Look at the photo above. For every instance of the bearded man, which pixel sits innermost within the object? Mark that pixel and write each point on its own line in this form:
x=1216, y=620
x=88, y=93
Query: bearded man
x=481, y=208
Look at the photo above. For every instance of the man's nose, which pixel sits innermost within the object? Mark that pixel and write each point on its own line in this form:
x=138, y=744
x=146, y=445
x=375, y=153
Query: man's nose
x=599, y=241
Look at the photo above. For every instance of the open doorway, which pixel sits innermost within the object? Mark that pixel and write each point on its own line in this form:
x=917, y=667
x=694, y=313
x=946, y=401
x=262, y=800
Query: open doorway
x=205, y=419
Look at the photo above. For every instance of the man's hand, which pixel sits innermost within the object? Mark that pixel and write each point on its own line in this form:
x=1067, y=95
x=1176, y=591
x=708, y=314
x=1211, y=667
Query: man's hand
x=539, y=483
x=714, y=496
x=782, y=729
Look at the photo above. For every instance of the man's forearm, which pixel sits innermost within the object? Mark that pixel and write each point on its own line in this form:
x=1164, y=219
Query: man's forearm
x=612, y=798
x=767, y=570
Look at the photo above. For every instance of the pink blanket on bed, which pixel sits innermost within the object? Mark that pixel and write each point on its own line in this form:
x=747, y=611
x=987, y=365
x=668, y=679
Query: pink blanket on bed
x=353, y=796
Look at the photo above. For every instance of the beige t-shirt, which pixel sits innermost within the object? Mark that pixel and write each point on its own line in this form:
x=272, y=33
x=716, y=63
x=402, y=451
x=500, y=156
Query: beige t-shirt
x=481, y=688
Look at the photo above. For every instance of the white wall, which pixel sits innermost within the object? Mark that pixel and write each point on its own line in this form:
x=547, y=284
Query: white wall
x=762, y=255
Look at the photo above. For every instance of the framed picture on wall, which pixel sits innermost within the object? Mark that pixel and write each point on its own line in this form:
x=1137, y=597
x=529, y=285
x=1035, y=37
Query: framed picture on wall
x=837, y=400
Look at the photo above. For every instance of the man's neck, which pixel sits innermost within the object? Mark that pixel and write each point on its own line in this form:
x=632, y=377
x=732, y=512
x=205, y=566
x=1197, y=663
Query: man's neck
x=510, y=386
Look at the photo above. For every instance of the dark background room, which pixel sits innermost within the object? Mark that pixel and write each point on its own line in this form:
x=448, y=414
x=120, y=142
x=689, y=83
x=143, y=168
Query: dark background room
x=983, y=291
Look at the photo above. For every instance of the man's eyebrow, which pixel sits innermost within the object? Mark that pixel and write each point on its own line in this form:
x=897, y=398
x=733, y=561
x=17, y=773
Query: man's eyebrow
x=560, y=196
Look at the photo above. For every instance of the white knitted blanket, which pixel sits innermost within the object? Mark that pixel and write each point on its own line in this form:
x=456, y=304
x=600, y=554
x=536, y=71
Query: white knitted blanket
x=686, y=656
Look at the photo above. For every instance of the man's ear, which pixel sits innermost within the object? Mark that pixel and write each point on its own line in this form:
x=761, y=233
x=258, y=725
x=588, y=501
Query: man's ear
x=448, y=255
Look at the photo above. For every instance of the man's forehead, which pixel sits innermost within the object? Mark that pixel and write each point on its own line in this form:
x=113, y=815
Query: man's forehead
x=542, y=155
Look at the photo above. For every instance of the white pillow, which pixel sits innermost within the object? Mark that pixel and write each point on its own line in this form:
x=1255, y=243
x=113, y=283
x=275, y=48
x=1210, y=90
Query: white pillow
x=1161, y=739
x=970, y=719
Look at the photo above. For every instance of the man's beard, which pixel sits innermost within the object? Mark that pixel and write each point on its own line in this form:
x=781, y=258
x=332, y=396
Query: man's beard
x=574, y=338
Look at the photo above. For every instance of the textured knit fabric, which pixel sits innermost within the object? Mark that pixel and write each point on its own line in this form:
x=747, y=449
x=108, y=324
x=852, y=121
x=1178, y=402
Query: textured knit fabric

════════

Instructions to follow ▸ Render every line of the records, from the line containing "man's forehead, which" through the end of the records, as a Markdown table with the columns Row and Line, omitting blank lines.

Expected answer ▸
| Row | Line |
|---|---|
| 1 | Look at the photo above. For every instance of the man's forehead, which pixel sits innermost within the object? Mark that pixel and write each point on its own line in this form: |
| 2 | x=113, y=815 |
| 3 | Query: man's forehead |
| 4 | x=542, y=155 |
| 5 | Look at the photo above. For every instance of the white pillow, which pixel sits innermost within the object? Mark that pixel and write each point on its own line in this form: |
| 6 | x=1255, y=243 |
| 7 | x=113, y=283 |
| 8 | x=275, y=48 |
| 9 | x=1210, y=90 |
| 10 | Query: white pillow |
| 11 | x=1161, y=739 |
| 12 | x=970, y=719 |
| 13 | Look at the photo above. For every instance of the man's beard, which pixel sits innermost within the object? Mark that pixel and write each point on its own line in this form: |
| 14 | x=781, y=258 |
| 15 | x=332, y=396 |
| 16 | Query: man's beard |
| 17 | x=574, y=338 |
| 18 | Look at the photo above. For every instance of the textured knit fabric, which pixel sits innermost within the object? Mark that pixel and write each point on its own line in this form: |
| 19 | x=747, y=449 |
| 20 | x=108, y=324 |
| 21 | x=852, y=121 |
| 22 | x=1178, y=402 |
| 23 | Query: textured knit fabric |